**What this task involves**
Which of the lines below hold "blue"? Please return each one.

[Dataset records]
>>>

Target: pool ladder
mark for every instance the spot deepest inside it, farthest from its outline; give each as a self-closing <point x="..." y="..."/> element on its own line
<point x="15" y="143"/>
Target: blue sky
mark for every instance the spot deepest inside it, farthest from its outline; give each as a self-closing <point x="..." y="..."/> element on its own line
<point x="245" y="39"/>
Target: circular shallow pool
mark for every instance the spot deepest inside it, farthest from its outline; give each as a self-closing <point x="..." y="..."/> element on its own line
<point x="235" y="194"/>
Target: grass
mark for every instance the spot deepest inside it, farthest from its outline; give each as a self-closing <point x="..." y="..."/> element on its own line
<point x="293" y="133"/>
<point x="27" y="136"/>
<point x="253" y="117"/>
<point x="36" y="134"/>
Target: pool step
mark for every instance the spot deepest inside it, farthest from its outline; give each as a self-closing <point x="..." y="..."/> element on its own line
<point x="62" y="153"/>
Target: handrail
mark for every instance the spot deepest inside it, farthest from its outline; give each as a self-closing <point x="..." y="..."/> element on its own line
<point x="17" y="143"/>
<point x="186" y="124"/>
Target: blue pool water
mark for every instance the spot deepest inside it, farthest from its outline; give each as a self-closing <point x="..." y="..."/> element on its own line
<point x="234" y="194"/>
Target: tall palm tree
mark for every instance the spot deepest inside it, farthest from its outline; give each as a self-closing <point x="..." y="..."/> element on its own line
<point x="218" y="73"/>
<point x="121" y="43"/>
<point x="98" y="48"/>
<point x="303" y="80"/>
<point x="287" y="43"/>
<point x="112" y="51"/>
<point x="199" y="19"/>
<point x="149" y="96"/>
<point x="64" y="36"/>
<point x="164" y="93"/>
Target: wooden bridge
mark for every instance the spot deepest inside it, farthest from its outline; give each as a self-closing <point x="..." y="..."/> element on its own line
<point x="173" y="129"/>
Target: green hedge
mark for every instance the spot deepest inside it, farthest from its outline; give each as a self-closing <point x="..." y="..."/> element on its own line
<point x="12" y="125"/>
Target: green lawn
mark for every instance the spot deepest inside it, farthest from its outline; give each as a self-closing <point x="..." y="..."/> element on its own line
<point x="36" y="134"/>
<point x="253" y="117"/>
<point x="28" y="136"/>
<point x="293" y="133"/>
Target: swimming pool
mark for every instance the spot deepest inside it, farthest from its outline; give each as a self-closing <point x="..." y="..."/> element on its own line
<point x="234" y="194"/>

<<<

**Answer to the exercise**
Target: blue sky
Target: blue pool water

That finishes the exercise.